Four channels which are the original RGB image layers concatenated with the depth map are used as an input to the network, where depth layer is normalized from 0 to 255 to have the same value range as the RGB. The VGG pretrained weights are utilized, however the first layer is changed so that it accepts an input of four channels, where the corresponding weights are initialized randomly. Depth map Ground Truth is used in the case of Virtual KITTI to eliminate the errors due to depth estimation algorithms. For Cityscapes, disparity maps computed using SGM algorithm [13] are exploited where, it is a commonly used depth estimation algorithm in automated driving.

3.3 Two Stream (RGB+D) Network

Inspired from [15, 26, 27], a two-stream network using two VGG6 encoders is used, where each encoder processes a different input. One for the RGB input, and the other for the depth map. Fusion between feature maps from both encoders is done using two approaches. The first one is the usage of summation junction (RGB+D Add), while the other is concatenation instead of summation (RGB+D concat). By concatenation, depth dimension of the feature vector is doubled, however we aim to give the network more flexibility to learn more complex fusion approach to improve result. Afterwards, The same decoder used in the one-stream network is used for upsampling

4 Experiments

In this section, we present the datasets used, experimental setup and results.

4.1 Datasets

We choose two datasets namely Virtual KITTI [9] and Cityscapes [5] since they contain outdoor road scenes and this is consistent with our application as it is focused on automated driving. Additionally, Virtual KITTI provides perfect Ground Truth Depth annotation which helps us to evaluate our algorithm excluding the depth calculation errors. Typically, depth is calculated in automotive applications using stereo images or structure from motion. We utilize Cityscapes depth maps which are based on SGM algorithm using stereo images. Virtual KITTI is a synthetic dataset that consists of 21,260 frames containing road scenes in an urban environments in different weather conditions. We exploit both depth and semantic segmentation annotations. Cityscapes is a well known dataset containing real images of road scenes. It consists of 20000 images having coarse semantic segmentation annotation and 5000 having fine annotation. We only use the fine annotations in our experiments and we intentionally use noisy SGM depth to understand the effects of relatively noise depth estimations, and we provide evaluation using IoU metric on the validation set that contains 500 frames.

▸ **Given information**
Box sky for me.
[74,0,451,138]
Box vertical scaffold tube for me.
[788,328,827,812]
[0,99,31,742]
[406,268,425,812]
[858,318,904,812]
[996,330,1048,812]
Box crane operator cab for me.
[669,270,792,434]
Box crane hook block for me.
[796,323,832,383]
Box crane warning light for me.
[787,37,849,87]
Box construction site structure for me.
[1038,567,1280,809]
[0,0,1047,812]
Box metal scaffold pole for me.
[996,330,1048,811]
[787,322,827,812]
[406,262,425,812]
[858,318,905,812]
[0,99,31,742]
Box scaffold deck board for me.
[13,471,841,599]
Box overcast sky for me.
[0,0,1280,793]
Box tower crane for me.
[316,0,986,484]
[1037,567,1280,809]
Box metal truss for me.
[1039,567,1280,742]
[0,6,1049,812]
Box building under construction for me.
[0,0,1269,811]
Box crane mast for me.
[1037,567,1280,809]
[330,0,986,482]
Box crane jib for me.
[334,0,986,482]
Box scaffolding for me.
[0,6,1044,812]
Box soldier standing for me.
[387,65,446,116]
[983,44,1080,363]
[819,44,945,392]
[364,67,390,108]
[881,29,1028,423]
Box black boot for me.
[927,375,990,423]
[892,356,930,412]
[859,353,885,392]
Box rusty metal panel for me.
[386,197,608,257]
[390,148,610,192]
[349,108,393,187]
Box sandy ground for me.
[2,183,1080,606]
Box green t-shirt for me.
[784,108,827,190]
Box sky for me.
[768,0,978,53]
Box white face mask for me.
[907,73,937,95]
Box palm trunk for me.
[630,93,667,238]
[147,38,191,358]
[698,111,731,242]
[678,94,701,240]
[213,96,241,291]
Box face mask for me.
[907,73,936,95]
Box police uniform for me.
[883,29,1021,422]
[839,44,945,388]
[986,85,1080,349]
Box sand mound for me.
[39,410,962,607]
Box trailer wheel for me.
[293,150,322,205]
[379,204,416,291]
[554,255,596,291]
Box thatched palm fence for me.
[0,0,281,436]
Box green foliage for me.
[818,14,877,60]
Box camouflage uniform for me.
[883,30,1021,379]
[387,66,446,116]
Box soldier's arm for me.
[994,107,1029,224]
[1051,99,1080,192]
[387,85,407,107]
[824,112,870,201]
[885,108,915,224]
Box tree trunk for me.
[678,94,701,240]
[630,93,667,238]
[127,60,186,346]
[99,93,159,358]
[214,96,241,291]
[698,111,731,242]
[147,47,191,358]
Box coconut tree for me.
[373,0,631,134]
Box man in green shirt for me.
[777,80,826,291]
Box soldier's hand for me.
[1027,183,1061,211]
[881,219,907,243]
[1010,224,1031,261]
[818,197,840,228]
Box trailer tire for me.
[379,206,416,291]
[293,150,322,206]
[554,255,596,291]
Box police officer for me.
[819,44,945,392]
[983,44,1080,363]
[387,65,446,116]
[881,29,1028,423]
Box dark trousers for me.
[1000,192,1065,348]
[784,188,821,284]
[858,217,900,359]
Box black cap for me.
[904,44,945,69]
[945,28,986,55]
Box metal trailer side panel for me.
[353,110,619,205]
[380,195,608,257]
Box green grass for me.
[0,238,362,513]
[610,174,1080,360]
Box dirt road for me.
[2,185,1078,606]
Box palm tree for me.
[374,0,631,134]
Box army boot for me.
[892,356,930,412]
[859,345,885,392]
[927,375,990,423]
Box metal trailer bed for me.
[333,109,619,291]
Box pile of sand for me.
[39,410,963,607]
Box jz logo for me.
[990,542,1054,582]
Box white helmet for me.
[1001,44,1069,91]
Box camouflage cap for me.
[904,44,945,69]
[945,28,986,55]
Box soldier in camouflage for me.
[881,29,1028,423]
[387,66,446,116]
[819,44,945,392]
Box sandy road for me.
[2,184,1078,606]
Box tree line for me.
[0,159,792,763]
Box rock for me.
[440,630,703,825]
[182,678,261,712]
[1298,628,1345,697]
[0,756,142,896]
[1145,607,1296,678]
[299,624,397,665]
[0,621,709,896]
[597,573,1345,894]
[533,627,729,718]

▸ **Problems and tasks**
**a)** In the passage on RGB+D networks, how many frames are in the Cityscapes validation set used for evaluation?
**b)** Rewrite the part of the passage on RGB+D networks that opens with the words containing "3.3 Two Stream" and closes with "setup and results.", putting "element-wise addition" in place of "summation junction".
**c)** According to the passage on RGB+D networks, why is ground truth depth used for Virtual KITTI instead of estimated depth?
Answer from the passage on RGB+D networks only, not from the rows.

▸ **Answer list**
**a)** 500 frames.

**b)**
3.3 Two Stream (RGB+D) Network

Inspired from [15, 26, 27], a two-stream network using two VGG6 encoders is used, where each encoder processes a different input. One for the RGB input, and the other for the depth map. Fusion between feature maps from both encoders is done using two approaches. The first one is the usage of element-wise addition (RGB+D Add), while the other is concatenation instead of summation (RGB+D concat). By concatenation, depth dimension of the feature vector is doubled, however we aim to give the network more flexibility to learn more complex fusion approach to improve result. Afterwards, The same decoder used in the one-stream network is used for upsampling

4 Experiments

In this section, we present the datasets used, experimental setup and results.

**c)** Using ground truth depth removes the errors that depth estimation algorithms would bring in. This lets the method be evaluated without depth calculation errors.